- [OBJECTIVES]
(A) Which Spark version is listed as affected in the Spark dataframe bug report below?
(B) List the names of all the fields that appear in the summary block of the Spark dataframe bug report, from Summary through Reporter.
(C) Carry on the Spark dataframe bug report below from its last line.

[jira] [Created] (SPARK-14309) Dataframe returns wrong results due to parsing incorrectly

Jerry Lam (JIRA) Thu, 31 Mar 2016 14:08:33 -0700

Jerry Lam created SPARK-14309:
---------------------------------

             Summary: Dataframe returns wrong results due to parsing incorrectly
                 Key: SPARK-14309
                 URL: https://issues.apache.org/jira/browse/SPARK-14309
             Project: Spark
          Issue Type: Bug
          Components: SQL
    Affects Versions: 1.5.1
            Reporter: Jerry Lam



I observed the below behavior using dataframe. The expected answer should be 60 
but there is no way to get the value unless to turn dataframe into rdd and 
access it in the Row.

I have include the SQL statement and it returns the correct result because I 
believe, it is using Hive parser.

{code}
val base = sc.parallelize(( 0 to 49).zip( 0 to 49) ++ (30 to 79).zip(50 to 
99)).toDF("id", "label")
val d1 = base.where($"label" < 60).as("d1")
val d2 = base.where($"label" === 60).as("d2")
d1.join(d2, "id").show
+---+-----+-----+
| id|label|label|
+---+-----+-----+
| 40|   40|   60|
+---+-----+-----+
d1.join(d2, "id").select(d1("label")).show
+-----+
|label|
+-----+
|   40|
+-----+
(expected answer: 40, right!)

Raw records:
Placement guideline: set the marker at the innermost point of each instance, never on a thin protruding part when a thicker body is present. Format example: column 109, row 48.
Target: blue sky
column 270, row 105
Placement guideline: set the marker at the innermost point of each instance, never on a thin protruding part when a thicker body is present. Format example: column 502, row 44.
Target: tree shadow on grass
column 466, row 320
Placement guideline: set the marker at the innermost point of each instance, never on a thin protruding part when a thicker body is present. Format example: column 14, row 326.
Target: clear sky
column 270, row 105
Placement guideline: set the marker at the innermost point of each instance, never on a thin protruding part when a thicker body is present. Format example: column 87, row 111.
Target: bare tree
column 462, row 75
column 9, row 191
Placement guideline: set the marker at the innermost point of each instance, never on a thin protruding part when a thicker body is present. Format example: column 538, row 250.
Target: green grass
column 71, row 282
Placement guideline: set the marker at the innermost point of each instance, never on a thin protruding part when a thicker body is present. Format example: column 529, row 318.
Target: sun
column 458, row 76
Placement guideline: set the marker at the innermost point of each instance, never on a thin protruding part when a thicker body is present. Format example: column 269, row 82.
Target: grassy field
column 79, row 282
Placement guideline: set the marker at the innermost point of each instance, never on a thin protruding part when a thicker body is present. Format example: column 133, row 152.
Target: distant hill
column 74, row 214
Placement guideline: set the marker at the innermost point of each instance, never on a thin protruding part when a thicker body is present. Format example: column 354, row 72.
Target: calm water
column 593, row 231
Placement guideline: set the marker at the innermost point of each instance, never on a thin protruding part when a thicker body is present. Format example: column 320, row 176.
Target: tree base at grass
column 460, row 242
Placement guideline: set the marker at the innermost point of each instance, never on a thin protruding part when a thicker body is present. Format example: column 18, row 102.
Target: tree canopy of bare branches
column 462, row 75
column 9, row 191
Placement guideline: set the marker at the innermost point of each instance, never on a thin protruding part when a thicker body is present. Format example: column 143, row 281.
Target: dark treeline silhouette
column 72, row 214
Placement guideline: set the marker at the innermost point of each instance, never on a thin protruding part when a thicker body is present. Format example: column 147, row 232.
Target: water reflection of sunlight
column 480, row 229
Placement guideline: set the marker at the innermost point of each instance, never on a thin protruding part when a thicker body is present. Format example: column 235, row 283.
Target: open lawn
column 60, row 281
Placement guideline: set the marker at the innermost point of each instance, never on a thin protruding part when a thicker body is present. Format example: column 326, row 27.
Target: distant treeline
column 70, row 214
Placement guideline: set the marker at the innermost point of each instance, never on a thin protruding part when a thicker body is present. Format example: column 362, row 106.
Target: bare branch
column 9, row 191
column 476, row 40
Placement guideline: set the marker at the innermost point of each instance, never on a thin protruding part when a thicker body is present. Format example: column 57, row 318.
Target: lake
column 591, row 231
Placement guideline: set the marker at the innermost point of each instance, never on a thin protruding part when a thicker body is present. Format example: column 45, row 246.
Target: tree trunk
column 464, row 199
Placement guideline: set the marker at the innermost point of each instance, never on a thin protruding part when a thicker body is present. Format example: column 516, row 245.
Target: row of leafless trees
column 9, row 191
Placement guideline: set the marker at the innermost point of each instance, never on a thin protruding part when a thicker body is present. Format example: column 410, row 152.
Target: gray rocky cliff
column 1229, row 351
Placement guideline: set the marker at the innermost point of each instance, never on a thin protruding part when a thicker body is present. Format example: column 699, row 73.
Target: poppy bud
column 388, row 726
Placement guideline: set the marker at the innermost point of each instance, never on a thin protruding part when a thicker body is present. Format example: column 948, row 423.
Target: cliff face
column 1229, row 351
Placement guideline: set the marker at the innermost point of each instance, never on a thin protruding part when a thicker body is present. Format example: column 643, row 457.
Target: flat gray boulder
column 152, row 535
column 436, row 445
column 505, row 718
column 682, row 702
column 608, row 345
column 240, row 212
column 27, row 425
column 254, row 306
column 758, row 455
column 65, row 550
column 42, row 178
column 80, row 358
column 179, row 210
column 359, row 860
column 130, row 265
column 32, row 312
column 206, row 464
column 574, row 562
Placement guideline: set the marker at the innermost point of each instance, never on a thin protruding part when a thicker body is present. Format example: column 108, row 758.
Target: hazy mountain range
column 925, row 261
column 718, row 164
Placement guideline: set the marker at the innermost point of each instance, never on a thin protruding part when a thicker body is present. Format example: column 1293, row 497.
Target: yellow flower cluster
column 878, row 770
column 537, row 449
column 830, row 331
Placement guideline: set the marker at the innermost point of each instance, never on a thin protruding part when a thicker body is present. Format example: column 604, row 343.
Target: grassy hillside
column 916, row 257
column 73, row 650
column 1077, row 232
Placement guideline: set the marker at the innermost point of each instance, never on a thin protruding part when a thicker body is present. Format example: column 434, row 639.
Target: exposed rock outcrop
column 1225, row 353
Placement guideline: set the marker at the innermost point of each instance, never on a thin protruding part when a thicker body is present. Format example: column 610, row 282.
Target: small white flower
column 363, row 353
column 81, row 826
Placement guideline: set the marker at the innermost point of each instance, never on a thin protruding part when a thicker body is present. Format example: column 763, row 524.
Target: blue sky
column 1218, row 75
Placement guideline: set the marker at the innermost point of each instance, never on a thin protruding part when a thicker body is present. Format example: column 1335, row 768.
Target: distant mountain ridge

- [RESULTS IN ORDER]
(A) 1.5.1

(B) Summary, Key, URL, Project, Issue Type, Components, Affects Versions, Reporter

(C)
d1.join(d2, "id").map{row => row.getAs[Int](2)}
d1.join(d2, "id").select(d2("label")).show
+-----+
|label|
+-----+
|   40|
+-----+
(expected answer: 60, wrong!)
d1.join(d2, "id").select(d2("label")).explain(true)

scala> d1.join(d2, "id").select(d2("label")).explain(true)
== Parsed Logical Plan ==
Project [label#3]
 Project [id#2,label#3,label#7]
  Join Inner, Some((id#2 = id#6))
   Subquery d1
    Filter (label#3 < 60)
     Project [_1#0 AS id#2,_2#1 AS label#3]
      LogicalRDD [_1#0,_2#1], MapPartitionsRDD[1] at rddToDataFrameHolder at 
<console>:21
   Subquery d2
    Filter (label#7 = 60)
     Project [_1#0 AS id#6,_2#1 AS label#7]
      LogicalRDD [_1#0,_2#1], MapPartitionsRDD[1] at rddToDataFrameHolder at 
<console>:21

== Analyzed Logical Plan ==
label: int
Project [label#3]
 Project [id#2,label#3,label#7]
  Join Inner, Some((id#2 = id#6))
   Subquery d1
    Filter (label#3 < 60)
     Project [_1#0 AS id#2,_2#1 AS label#3]
      LogicalRDD [_1#0,_2#1], MapPartitionsRDD[1] at rddToDataFrameHolder at 
<console>:21
   Subquery d2
    Filter (label#7 = 60)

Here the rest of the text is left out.